*** Dataset content

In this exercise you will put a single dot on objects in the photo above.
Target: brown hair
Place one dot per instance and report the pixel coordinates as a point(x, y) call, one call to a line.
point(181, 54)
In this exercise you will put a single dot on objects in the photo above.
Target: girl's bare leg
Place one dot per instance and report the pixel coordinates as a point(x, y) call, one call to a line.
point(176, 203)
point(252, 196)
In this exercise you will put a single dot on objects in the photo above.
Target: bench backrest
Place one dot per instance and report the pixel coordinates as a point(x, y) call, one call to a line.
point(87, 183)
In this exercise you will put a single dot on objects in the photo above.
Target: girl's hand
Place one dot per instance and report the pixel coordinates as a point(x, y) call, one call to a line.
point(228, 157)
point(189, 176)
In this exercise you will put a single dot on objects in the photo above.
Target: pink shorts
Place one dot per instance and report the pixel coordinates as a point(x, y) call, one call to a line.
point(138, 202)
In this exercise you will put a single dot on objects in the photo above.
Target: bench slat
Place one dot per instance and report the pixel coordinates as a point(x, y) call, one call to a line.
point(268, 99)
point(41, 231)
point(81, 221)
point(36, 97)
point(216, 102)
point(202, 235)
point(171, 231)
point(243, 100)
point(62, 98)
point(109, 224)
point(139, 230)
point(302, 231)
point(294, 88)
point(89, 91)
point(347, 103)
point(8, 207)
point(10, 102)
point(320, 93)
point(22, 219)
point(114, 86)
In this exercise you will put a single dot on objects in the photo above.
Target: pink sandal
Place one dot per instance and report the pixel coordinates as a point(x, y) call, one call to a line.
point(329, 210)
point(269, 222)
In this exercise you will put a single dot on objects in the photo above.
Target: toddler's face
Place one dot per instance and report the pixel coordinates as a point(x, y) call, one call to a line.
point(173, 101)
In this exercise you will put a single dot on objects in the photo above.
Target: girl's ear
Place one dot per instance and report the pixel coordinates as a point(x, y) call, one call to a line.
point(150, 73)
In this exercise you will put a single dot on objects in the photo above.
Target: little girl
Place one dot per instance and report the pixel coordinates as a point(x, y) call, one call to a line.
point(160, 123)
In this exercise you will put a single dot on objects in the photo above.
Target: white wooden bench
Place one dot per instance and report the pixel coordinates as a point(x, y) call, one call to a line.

******

The answer must contain only the lines from the one with "Target: white wooden bench" to the end of the entries above, each written out exactly.

Answer box:
Target: white wooden bench
Place one dot per instance and report the pixel coordinates as a point(x, y) call, one call to a line.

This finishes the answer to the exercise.